[start]
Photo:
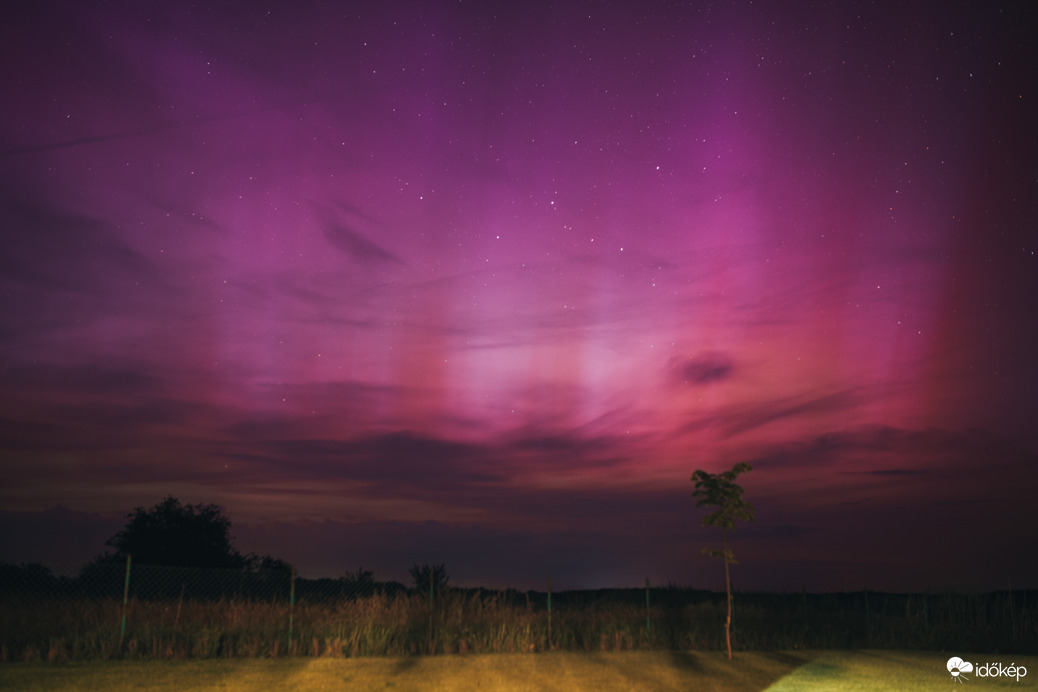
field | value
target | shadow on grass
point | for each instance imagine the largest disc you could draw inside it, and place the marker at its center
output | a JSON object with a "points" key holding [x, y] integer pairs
{"points": [[685, 661]]}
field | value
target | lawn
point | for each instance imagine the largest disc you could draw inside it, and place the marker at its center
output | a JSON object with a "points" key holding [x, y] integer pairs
{"points": [[603, 671]]}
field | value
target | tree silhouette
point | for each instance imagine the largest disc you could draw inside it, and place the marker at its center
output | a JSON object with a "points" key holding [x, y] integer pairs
{"points": [[719, 490], [174, 534], [426, 575]]}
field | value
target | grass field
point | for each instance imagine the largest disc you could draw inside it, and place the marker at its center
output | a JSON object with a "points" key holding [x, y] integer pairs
{"points": [[837, 671]]}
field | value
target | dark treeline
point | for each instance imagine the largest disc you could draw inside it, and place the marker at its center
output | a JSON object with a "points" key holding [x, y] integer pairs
{"points": [[192, 612]]}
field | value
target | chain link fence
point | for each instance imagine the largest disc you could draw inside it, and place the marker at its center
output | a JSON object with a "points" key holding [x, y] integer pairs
{"points": [[112, 610]]}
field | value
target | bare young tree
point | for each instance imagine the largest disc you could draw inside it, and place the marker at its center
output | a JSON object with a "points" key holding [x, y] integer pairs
{"points": [[719, 490]]}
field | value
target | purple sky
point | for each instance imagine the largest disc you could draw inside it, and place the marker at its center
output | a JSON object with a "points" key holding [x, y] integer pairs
{"points": [[483, 284]]}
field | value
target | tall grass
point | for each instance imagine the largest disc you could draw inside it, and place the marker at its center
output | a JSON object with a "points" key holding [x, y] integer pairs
{"points": [[476, 621]]}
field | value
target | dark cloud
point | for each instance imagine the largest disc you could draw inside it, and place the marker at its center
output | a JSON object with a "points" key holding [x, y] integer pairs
{"points": [[703, 369]]}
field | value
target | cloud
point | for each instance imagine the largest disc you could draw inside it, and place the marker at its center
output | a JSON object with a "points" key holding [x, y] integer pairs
{"points": [[704, 369], [346, 238]]}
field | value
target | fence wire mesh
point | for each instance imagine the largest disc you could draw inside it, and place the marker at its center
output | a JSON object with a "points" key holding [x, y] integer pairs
{"points": [[183, 612]]}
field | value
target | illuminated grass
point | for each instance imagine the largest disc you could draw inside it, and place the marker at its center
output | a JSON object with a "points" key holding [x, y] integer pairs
{"points": [[841, 671]]}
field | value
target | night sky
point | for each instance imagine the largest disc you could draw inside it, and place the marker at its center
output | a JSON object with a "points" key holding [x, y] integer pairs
{"points": [[483, 283]]}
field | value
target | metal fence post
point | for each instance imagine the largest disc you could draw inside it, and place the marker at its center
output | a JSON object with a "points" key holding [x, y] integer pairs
{"points": [[549, 611], [126, 598], [648, 621], [292, 604]]}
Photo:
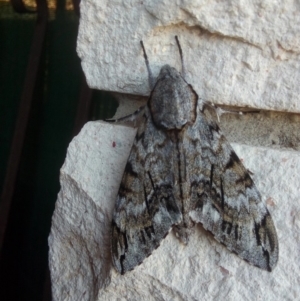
[end]
**What to work on**. Which lines of the listing above contain the word "dark"? Copy each one, and treat uppercase and lowercase as different.

**Solution to this task**.
target | dark treeline
target | dark cloud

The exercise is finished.